The exercise ->
Copy the material again from its start through the line that holds "118,22,241,137", swapping "tight" for "snug" and leaving everything else as it is. Leave the pictures out of your copy.
━━━━━━━━
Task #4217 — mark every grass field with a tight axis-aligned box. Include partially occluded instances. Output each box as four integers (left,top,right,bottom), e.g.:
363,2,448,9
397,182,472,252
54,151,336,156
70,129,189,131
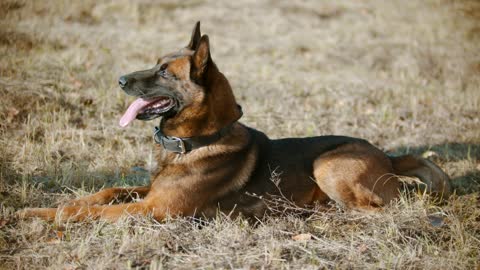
0,0,480,269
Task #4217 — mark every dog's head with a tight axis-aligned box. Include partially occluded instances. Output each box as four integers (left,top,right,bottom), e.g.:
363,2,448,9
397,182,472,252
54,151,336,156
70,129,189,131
118,22,241,137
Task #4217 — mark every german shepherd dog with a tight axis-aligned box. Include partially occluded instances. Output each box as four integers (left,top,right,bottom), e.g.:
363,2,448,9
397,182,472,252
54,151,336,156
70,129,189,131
19,22,451,221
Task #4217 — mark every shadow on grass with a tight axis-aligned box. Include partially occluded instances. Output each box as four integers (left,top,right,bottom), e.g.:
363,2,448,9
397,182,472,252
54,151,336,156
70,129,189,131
389,143,480,195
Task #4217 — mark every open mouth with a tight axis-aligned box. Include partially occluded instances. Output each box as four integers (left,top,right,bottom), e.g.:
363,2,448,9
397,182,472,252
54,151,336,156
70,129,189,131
120,96,175,127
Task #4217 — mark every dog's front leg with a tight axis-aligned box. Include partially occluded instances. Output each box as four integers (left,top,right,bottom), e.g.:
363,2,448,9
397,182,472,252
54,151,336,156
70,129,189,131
17,202,152,221
65,187,150,206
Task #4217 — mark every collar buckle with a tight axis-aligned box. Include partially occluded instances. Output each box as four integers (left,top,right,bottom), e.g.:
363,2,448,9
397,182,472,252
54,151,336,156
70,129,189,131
170,137,187,154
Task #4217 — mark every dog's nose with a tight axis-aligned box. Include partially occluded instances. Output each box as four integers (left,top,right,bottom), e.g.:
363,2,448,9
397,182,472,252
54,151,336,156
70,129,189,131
118,76,128,89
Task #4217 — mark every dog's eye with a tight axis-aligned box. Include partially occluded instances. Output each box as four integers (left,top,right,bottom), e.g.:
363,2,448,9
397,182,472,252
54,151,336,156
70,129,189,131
158,64,168,77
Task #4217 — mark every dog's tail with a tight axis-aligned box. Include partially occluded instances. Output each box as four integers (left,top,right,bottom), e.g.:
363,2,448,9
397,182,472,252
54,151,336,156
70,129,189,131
390,155,452,199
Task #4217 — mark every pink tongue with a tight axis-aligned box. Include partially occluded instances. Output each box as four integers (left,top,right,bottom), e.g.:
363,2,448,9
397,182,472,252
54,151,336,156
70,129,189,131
119,98,152,127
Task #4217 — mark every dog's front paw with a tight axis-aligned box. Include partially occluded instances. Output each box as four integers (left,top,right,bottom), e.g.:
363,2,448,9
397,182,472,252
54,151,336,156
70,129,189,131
15,208,40,219
61,198,95,206
15,208,56,220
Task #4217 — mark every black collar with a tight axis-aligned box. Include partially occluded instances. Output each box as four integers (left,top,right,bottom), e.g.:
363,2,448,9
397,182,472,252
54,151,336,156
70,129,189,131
153,105,243,154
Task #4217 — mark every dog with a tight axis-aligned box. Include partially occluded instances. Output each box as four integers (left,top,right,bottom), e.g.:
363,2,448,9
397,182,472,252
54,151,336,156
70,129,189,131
19,22,451,221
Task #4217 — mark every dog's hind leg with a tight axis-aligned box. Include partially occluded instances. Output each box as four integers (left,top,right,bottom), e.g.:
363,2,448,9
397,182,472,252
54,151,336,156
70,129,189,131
17,202,152,221
313,142,400,211
65,187,150,206
390,155,452,199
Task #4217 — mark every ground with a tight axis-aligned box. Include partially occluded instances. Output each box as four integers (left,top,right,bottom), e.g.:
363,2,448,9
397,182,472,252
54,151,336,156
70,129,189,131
0,0,480,269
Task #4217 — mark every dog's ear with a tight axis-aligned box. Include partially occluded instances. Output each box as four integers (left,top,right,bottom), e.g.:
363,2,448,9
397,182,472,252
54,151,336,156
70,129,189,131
187,21,202,50
190,35,212,80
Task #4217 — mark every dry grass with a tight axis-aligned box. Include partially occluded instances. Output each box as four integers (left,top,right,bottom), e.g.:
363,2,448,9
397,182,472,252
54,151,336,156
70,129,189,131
0,0,480,269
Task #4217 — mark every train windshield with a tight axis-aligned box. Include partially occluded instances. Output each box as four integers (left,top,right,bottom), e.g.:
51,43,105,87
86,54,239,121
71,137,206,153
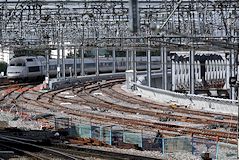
10,59,25,66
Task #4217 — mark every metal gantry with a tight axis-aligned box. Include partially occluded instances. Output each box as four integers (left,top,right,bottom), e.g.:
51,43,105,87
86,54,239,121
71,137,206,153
0,0,239,93
0,0,239,50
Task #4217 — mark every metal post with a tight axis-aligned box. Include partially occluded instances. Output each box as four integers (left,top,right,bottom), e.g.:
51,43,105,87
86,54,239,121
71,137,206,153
62,45,66,79
133,50,137,84
45,50,49,84
161,47,167,90
171,57,176,91
99,126,103,141
109,126,112,145
130,51,134,70
73,47,77,78
57,42,61,80
112,48,116,73
162,138,165,155
96,47,99,76
81,48,85,76
147,39,151,87
126,50,129,70
189,50,195,94
229,49,236,100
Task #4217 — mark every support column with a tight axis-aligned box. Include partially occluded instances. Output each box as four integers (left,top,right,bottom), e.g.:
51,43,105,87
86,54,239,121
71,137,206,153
126,50,129,70
161,47,167,90
57,42,61,80
147,40,151,87
73,47,77,78
81,48,84,76
133,50,137,84
189,49,195,94
95,47,99,76
171,59,177,91
62,46,66,79
45,50,49,84
130,51,134,70
112,48,116,73
229,49,236,100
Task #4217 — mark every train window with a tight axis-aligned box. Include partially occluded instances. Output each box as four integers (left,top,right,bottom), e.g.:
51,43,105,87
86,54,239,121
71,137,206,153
16,63,25,66
27,58,33,62
28,66,40,72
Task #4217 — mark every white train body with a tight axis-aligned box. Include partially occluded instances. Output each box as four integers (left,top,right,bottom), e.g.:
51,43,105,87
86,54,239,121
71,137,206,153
7,56,161,80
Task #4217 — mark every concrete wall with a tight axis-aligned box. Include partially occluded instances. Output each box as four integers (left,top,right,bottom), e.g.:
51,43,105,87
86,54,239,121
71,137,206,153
134,84,238,115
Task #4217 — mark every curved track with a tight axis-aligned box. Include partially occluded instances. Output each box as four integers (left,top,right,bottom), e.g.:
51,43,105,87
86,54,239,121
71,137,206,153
11,80,237,143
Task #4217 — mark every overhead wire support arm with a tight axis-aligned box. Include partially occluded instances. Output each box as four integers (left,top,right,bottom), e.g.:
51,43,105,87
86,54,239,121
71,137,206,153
160,0,182,30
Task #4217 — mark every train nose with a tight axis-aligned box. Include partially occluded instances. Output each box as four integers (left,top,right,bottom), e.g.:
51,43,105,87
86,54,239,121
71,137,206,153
7,67,24,79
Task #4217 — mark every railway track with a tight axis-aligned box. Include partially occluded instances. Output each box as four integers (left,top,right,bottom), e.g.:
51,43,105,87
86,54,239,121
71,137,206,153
0,135,160,160
16,82,237,144
2,80,237,143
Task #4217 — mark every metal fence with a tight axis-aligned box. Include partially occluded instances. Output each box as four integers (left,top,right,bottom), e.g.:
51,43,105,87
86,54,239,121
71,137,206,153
53,119,237,160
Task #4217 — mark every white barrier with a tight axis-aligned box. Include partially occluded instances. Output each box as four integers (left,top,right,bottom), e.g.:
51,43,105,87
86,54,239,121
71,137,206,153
134,84,238,115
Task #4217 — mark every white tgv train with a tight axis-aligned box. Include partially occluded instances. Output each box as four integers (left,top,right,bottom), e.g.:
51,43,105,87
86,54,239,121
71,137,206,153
7,56,160,80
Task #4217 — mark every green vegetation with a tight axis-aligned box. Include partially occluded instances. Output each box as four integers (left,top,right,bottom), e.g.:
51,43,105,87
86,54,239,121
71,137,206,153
0,61,7,75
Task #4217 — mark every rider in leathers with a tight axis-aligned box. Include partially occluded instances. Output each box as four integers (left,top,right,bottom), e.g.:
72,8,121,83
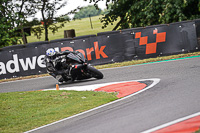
━━━━━━━━
Exercise output ->
Task #4217 — mark every grass field with a snug axis-aligned box. Include partially occluded instances. Output each box as four integers (left,top,right,bottom), e.g.:
363,2,448,9
397,182,472,252
54,151,336,156
70,129,189,131
0,0,480,269
Task #4217 — mark every dog's head with a snug axis-aligned box. Include partially occluded instances. Output each box as four integers (left,top,right,bottom), e.g.:
363,2,448,9
397,182,472,252
54,151,336,156
70,129,189,131
118,22,241,137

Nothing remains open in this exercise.